## Passage
The future of Michigan State's class of 2020 always seemed uncertain. Facing a possible recession, drastic economic inequality and inaccessible healthcare, this year's seniors have expected adversity.
What we didn't expect was for a global pandemic to shut down the entire country and jeopardize our futures and careers.
The COVID-19 outbreak has flipped the world on its head. The thin veil of security that many Americans felt has finally been torn. The economy is tanking, thousands are dying and millions could become infected. But illness itself won't be the only way this pandemic will impact this year's college seniors.
The economic toll COVID-19 has brought has already harmed thousands, with unemployment claims skyrocketing and many places of businesses temporarily shutting down. The economic effects of the coronavirus will be felt long after it's gone.
The job market for the class of 2020 looks grim.
The most obvious reason for this cloudy outlook is the economic crash brought by the pandemic. On March 9, the Dow Jones fell by record numbers, according to CNBC. It was the largest single point drop in American history, and it was brought on by anxiety about the virus.
Investors panicked and few companies were safe from the economic onslaught brought on by the virus. This alone is enough to make seniors nervous. It'll take a long time for the U.S. economy to fully recover. There will be fewer jobs for us, and people who planned on retiring may no longer be able to do so, limiting the number of open positions even further.
Our resumes are also going to take a hit. Many of us had summer jobs or internships outright canceled and thousands lost their existing internship or job.
Job fairs and career counseling events have also been canceled or moved to a virtual format, and it seems as if no one's hiring right now. Essentially, the class of 2020 is going to spend the next three to five months in educational and career stasis.
This is going to make us seem like less viable candidates than those who graduated before, or even after us. There's going to be a large gap in our timelines. Sure, the average person hiring for a company will understand that there was a global pandemic and perhaps take pity.
But our resumes will look weaker compared to an applicant who had four full years of college experience and several internships. We'll seem less experienced and less qualified, even though that isn't true.
For jobs that look at GPAs, we're also likely to be overlooked. The average students' grades are going to slip. Learning from home on Zoom is just not as effective for many students, and we've lost some beneficial on-campus in-person resources.

## Work instruction 1
Return the passage of the class of 2020 piece from "Job fairs and" to "that isn't true.", copied word for word.
## Work instruction 2
Answer the following questions using the class of 2020 piece:
(a) On what date did the Dow Jones fall by record numbers?
(b) For how long will the class of 2020 be in educational and career stasis, according to the writer?
(c) What platform for learning from home does the piece name?
## Work instruction 3
Write the next part of the piece on the class of 2020 and the pandemic, picking up after its final sentence.

## Given material
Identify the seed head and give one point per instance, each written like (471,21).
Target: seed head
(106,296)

## Expected answer 1
Job fairs and career counseling events have also been canceled or moved to a virtual format, and it seems as if no one's hiring right now. Essentially, the class of 2020 is going to spend the next three to five months in educational and career stasis.
This is going to make us seem like less viable candidates than those who graduated before, or even after us. There's going to be a large gap in our timelines. Sure, the average person hiring for a company will understand that there was a global pandemic and perhaps take pity.
But our resumes will look weaker compared to an applicant who had four full years of college experience and several internships. We'll seem less experienced and less qualified, even though that isn't true.

## Expected answer 2
(a) March 9
(b) The next three to five months
(c) Zoom

## Expected answer 3
We now have the satisfactory or not satisfactory grading option, but depending on your major, some companies might prefer the applicant with the 4.0 GPA throughout all four years. That doesn't mean we didn't work hard, it just means the letter on our transcript is different. That could be enough for picky employers, though.
We also have had no time to save money. Before the coronavirus hit, my plan was to continue working and save every penny I had to go toward my future home and moving costs. Thankfully, The State News is still up and running through this pandemic, but many student employees aren't as lucky.
Many who work in nonessential businesses have lost hours, and those who work in certain essential fields have seen their hours drastically cut. My foster brother works in an essential job as a childcare worker, but was laid off due to the economic toll the coronavirus brought upon his company.
There is hope for us, though. We can turn this pandemic around and use it as another bullet point on our resumes. An employer could ask, "What did you do during the 2020 COVID-19 pandemic?" and if you have a solid answer, your application could go to the top of the list.
Students in several fields are gaining real world experience from this. Graduating MSU medical students are getting hands-on experience while aiding Michigan's COVID-19 response. STEM students are helping to develop necessary medical equipment and managing logistics. Journalism and communications students are telling the stories of how people are coping during this time, building up their portfolios.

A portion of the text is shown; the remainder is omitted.